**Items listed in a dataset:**
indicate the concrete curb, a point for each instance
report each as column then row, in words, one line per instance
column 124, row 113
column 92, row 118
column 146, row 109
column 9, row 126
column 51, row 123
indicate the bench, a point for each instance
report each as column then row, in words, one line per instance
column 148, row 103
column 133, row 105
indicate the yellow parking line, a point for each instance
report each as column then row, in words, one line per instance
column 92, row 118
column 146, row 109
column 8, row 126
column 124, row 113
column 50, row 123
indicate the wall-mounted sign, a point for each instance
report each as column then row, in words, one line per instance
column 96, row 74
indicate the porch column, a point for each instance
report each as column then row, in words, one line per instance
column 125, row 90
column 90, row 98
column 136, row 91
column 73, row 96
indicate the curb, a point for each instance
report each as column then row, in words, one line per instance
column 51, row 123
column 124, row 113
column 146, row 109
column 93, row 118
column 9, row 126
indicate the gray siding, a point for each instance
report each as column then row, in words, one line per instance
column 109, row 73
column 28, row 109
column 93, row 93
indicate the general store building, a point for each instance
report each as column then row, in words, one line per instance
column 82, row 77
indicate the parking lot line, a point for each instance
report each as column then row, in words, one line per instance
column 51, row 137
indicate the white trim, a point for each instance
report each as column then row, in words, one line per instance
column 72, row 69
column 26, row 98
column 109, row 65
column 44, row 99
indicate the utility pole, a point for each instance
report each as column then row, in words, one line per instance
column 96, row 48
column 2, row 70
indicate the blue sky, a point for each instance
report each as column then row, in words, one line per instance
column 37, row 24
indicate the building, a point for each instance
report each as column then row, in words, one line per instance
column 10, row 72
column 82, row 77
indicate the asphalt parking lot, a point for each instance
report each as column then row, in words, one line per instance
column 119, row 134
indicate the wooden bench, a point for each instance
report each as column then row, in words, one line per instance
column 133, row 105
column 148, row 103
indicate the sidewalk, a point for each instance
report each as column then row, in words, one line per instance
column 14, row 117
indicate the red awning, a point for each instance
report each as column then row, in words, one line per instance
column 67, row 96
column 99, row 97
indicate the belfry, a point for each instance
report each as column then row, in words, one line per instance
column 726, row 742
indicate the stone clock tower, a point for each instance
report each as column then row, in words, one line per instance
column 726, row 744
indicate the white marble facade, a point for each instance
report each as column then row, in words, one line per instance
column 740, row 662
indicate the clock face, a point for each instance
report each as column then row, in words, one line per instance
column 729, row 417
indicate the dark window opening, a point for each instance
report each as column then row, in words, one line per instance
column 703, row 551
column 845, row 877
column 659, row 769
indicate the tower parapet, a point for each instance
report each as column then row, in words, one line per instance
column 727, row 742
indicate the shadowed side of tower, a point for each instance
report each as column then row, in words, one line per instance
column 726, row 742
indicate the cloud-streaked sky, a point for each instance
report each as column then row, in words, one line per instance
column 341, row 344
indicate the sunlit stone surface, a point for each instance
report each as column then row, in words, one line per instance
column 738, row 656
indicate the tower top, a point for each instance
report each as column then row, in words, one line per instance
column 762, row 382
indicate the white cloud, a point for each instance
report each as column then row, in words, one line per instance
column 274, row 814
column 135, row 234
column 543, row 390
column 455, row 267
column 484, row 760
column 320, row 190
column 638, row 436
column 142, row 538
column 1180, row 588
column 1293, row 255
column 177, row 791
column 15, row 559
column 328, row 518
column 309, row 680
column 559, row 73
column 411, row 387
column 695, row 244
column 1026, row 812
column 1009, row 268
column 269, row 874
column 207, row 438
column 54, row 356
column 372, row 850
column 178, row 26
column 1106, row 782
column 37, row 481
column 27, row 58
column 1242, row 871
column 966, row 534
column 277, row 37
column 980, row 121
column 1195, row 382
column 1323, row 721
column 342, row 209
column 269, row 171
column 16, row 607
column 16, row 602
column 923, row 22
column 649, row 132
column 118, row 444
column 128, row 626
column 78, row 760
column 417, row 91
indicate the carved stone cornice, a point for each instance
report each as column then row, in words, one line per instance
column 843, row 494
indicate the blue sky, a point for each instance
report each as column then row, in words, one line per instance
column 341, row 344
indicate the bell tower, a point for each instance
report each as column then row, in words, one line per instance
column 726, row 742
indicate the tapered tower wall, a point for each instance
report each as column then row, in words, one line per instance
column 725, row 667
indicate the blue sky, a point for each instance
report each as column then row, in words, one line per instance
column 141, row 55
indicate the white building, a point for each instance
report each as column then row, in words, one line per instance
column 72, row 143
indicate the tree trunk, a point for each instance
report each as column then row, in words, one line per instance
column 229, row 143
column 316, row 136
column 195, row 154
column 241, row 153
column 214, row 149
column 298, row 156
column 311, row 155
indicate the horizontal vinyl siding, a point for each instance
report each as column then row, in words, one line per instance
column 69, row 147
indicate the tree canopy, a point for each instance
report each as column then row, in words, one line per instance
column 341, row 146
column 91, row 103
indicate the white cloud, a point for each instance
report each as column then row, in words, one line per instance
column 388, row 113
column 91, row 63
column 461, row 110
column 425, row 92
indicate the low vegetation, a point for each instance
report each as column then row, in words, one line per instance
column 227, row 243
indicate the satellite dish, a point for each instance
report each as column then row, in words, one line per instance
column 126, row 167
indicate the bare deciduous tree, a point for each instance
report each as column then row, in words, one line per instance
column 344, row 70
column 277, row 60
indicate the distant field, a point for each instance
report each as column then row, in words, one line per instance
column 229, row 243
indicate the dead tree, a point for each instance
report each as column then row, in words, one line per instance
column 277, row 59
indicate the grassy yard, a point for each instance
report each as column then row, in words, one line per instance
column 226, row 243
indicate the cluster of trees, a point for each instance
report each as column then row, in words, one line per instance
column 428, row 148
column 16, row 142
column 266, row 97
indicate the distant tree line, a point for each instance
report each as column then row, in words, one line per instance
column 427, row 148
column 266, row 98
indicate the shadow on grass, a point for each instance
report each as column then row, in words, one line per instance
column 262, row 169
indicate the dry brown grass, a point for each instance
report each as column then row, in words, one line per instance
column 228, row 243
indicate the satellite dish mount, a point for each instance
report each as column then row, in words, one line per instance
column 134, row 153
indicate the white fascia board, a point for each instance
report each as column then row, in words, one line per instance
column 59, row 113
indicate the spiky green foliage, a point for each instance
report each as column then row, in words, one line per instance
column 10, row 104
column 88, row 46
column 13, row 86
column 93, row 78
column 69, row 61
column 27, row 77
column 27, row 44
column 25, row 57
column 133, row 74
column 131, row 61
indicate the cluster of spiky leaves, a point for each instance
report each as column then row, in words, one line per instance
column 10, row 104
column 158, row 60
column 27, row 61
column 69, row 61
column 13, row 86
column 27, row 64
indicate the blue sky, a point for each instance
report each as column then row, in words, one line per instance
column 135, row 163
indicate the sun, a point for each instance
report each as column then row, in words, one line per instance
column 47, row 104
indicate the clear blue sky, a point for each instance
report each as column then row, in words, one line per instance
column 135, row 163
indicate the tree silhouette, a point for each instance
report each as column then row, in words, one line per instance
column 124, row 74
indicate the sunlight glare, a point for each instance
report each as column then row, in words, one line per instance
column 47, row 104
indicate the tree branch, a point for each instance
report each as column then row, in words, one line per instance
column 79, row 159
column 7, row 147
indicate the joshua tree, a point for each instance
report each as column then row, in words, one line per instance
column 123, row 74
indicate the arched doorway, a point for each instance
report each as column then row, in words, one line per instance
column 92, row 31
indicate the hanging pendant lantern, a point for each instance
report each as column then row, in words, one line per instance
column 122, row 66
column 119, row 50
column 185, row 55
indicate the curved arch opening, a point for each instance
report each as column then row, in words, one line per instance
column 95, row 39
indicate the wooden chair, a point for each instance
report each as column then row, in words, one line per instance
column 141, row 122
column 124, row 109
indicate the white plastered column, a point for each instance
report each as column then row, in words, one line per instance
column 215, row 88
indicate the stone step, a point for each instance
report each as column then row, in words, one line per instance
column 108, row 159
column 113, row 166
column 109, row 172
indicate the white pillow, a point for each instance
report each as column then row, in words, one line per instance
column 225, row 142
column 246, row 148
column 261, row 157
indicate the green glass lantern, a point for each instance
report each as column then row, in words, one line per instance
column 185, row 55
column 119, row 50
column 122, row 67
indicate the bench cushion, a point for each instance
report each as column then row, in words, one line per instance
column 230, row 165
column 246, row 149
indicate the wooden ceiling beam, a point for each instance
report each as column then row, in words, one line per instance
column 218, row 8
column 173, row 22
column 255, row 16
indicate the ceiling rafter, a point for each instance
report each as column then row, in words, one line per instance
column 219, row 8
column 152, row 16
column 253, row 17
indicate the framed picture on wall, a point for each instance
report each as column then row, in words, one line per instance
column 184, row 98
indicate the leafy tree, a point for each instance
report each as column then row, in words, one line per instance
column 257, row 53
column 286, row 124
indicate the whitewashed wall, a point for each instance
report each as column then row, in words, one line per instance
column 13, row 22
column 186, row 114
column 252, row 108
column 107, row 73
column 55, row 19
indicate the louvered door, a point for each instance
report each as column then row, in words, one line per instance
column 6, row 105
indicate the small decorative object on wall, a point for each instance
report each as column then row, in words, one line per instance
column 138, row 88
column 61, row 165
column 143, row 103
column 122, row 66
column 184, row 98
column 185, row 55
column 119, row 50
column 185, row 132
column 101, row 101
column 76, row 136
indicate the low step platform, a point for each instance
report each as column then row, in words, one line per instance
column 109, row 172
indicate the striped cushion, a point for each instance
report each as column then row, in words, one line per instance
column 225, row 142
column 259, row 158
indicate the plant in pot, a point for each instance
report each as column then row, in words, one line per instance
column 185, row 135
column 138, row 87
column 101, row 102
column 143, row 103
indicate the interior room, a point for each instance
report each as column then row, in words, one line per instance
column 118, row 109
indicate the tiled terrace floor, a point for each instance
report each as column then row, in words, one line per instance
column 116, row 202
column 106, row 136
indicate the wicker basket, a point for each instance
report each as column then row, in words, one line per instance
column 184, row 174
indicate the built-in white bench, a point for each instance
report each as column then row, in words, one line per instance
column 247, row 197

**What you should do:**
Give back the records word for word. Start at the first line, end at the line containing "indicate the asphalt", and include both.

**Response to this task:**
indicate the concrete curb, a point for each instance
report each as column then row, in words, one line per instance
column 124, row 113
column 92, row 118
column 146, row 109
column 9, row 126
column 51, row 123
indicate the bench, a point for each instance
report each as column then row, in words, one line per instance
column 148, row 103
column 133, row 105
indicate the yellow parking line, a point for each instance
report each as column then row, in words, one line per instance
column 92, row 118
column 146, row 109
column 8, row 126
column 124, row 113
column 50, row 123
indicate the wall-mounted sign, a point for each instance
report each as column then row, in words, one line per instance
column 96, row 74
indicate the porch column, a point for each instance
report each as column then row, in words, one line per instance
column 125, row 90
column 90, row 98
column 136, row 91
column 73, row 96
indicate the curb, a point for each instance
report each as column then row, in words, one line per instance
column 51, row 123
column 124, row 113
column 146, row 109
column 93, row 118
column 9, row 126
indicate the gray siding, a point for each instance
report each as column then row, in words, one line per instance
column 109, row 73
column 28, row 109
column 93, row 93
indicate the general store building, a point for each instance
report each as column then row, in words, one line per instance
column 82, row 77
indicate the parking lot line, a point for each instance
report each as column then row, in words, one line per instance
column 51, row 137
indicate the white trim, a point for each instance
report each as column then row, in words, one line per instance
column 72, row 69
column 26, row 98
column 109, row 65
column 44, row 99
indicate the utility pole, a point for each instance
report each as column then row, in words, one line per instance
column 96, row 48
column 2, row 70
indicate the blue sky, a point for each instance
report each as column then row, in words, one line per instance
column 37, row 24
indicate the building, a point for each instance
report each as column then row, in words, one line per instance
column 10, row 72
column 82, row 77
indicate the asphalt parking lot, a point for each instance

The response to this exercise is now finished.